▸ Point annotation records
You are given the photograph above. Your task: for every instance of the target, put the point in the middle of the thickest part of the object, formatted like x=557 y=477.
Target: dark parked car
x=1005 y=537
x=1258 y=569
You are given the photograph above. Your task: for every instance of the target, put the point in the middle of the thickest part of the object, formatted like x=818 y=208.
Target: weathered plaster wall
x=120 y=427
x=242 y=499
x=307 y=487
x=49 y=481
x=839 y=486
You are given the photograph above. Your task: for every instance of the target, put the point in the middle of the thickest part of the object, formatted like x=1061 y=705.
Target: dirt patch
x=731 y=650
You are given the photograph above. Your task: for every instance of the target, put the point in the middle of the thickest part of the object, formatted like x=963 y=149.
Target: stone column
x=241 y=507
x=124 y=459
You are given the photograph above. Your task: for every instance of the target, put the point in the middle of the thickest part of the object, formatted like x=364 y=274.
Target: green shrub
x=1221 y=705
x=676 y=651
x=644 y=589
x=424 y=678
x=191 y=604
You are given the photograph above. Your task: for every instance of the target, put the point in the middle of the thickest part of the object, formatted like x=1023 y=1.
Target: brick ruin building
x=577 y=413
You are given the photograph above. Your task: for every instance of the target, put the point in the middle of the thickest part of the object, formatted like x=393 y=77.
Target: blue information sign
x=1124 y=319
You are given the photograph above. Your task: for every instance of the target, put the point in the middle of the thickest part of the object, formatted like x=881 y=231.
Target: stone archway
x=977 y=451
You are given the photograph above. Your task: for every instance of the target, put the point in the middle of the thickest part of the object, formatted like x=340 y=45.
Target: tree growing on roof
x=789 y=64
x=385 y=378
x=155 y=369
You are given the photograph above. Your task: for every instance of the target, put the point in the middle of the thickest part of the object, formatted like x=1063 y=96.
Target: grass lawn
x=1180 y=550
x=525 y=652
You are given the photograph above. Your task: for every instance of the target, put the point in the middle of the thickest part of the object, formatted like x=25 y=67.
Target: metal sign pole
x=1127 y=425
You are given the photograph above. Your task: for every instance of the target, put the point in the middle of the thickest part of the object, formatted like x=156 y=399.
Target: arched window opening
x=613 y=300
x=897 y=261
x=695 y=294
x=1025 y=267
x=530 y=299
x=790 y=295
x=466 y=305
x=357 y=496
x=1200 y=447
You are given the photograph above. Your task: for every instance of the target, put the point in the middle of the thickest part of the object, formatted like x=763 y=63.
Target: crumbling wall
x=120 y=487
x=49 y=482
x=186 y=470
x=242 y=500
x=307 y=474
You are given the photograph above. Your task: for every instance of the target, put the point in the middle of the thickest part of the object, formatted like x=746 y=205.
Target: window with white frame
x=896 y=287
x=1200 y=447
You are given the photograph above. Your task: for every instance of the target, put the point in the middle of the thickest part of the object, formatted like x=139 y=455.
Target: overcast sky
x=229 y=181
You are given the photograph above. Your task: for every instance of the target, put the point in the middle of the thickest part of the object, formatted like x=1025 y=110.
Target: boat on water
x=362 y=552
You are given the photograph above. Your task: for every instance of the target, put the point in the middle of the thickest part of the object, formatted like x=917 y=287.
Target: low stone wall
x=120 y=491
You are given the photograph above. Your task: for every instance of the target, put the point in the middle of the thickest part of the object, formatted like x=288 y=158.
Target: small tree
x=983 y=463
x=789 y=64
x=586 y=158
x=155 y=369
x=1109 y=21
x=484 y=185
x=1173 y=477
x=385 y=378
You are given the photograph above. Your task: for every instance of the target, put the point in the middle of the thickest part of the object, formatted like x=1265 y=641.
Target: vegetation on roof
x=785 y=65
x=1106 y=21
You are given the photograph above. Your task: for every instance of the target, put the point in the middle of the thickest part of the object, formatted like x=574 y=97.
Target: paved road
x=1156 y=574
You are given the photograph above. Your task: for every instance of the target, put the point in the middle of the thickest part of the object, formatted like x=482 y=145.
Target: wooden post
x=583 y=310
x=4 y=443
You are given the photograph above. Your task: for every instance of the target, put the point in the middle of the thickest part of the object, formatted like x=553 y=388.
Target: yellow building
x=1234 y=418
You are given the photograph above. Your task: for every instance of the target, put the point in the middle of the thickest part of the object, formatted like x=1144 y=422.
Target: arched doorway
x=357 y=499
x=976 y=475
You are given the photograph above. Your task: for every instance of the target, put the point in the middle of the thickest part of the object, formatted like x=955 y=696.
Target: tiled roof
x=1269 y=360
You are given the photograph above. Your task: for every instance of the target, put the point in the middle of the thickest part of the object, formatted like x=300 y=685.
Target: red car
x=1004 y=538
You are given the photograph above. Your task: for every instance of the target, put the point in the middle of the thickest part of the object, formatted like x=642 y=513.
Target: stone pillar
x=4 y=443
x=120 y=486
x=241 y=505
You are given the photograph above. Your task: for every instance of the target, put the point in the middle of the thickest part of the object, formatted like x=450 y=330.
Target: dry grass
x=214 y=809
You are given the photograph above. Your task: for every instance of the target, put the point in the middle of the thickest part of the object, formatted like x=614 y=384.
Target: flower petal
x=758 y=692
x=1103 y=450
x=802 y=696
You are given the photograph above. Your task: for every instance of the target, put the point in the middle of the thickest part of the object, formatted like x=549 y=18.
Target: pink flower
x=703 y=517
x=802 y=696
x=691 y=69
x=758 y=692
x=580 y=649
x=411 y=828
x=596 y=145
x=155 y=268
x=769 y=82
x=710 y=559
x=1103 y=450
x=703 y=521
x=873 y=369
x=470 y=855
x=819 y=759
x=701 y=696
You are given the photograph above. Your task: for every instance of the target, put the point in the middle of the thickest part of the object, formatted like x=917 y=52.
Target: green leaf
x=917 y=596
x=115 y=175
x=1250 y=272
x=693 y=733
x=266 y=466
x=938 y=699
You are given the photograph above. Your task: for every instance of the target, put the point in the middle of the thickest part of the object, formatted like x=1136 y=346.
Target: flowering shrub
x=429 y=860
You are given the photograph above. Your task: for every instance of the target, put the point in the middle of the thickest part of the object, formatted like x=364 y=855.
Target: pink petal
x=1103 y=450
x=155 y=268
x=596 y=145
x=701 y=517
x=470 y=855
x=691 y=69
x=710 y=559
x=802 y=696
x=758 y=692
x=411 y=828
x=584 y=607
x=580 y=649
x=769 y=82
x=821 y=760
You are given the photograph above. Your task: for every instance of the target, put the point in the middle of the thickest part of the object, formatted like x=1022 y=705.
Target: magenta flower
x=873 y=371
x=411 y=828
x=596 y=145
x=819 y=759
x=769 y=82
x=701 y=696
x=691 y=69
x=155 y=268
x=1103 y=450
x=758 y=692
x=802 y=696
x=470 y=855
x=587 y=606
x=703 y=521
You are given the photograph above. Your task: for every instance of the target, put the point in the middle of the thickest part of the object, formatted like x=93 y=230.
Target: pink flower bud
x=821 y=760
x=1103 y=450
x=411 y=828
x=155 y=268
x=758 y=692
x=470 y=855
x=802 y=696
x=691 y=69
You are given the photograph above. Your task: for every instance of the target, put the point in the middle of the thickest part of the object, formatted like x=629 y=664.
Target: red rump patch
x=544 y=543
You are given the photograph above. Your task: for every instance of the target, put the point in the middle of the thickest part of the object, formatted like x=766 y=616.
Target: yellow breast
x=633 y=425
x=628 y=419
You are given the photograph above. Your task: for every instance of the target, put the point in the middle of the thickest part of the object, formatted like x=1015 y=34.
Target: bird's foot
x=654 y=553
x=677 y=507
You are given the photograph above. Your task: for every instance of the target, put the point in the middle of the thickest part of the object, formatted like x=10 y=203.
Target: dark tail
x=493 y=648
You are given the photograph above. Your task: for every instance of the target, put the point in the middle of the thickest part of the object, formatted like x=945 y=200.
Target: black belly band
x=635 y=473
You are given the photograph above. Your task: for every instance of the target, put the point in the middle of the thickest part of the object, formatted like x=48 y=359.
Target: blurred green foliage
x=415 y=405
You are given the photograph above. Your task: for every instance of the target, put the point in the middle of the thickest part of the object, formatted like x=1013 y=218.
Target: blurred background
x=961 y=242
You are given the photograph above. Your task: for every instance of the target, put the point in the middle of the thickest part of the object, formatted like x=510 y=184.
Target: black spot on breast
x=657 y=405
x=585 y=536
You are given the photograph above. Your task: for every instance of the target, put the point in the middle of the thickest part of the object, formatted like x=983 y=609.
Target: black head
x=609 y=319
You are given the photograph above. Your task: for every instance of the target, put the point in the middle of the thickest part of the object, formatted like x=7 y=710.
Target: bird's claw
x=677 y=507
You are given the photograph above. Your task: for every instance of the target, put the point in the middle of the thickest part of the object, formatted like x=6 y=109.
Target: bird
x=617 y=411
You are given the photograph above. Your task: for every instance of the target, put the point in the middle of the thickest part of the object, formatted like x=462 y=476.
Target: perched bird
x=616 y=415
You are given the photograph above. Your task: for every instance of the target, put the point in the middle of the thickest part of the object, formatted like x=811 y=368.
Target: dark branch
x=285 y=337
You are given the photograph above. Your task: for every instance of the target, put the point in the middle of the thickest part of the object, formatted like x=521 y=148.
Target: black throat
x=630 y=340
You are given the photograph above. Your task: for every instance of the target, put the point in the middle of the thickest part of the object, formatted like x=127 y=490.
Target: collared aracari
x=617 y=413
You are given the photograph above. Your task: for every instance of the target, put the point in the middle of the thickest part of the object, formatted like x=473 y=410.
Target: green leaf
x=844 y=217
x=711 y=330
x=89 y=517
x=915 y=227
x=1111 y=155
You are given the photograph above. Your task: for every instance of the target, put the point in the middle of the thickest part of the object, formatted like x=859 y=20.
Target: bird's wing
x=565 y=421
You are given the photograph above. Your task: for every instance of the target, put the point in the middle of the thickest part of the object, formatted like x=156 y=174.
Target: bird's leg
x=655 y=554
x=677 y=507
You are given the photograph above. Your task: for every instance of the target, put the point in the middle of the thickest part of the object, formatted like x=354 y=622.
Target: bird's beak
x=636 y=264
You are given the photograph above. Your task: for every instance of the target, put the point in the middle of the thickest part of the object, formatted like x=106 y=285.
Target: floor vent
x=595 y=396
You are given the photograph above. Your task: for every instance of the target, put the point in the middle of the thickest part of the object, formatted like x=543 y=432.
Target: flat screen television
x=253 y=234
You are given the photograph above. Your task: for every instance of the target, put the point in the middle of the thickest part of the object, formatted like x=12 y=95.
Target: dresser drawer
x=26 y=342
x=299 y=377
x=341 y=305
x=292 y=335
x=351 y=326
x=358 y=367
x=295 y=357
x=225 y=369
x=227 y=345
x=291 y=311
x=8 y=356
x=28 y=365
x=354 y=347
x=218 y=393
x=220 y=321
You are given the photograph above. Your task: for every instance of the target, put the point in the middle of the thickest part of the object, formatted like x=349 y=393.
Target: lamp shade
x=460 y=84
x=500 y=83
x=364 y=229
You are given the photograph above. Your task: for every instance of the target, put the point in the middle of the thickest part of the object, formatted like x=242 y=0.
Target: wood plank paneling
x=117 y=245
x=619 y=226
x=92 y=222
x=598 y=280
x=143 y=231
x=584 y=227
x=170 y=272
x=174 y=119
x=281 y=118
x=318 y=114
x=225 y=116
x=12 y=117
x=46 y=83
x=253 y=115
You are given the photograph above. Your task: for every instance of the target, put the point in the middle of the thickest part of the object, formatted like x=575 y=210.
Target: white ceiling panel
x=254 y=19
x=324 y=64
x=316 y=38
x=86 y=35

▸ Task details
Copy the lines of the records above word for word, beginning with the line that contains "like x=811 y=368." and ending with the line that contains "x=1111 y=155", including both.

▸ Answer to this exercise
You are given the photograph above. Your task: for every instance of the target, put the point in the middle of the thickest part of the object, formatted like x=811 y=368.
Target: dark branch
x=285 y=337
You are given the photograph above. Your task: for every instance of the target, put the point in the middle of the thickest part of the object, formatted like x=521 y=148.
Target: black throat
x=630 y=340
You are given the photograph above. Your task: for every instance of the target, put the point in the middle of the thickest part of the object, formatted like x=127 y=490.
Target: collared aracari
x=617 y=413
You are given the photograph above. Your task: for every instance of the target, put the point in the middle of the thickest part of the object, formatted like x=473 y=410.
Target: green leaf
x=844 y=217
x=711 y=330
x=89 y=517
x=915 y=227
x=1111 y=155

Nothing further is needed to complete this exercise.